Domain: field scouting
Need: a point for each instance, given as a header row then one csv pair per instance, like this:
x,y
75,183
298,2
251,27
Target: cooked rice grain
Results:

• **다음을 수행하시오**:
위에 제시된 모든 행을 한 글자도 바꾸지 말고 그대로 옮겨 적으시오.

• **완전한 답안**:
Domain: field scouting
Need: a point for each instance, given as a header row then one csv pair per instance, like this:
x,y
75,183
298,2
251,27
Target: cooked rice grain
Results:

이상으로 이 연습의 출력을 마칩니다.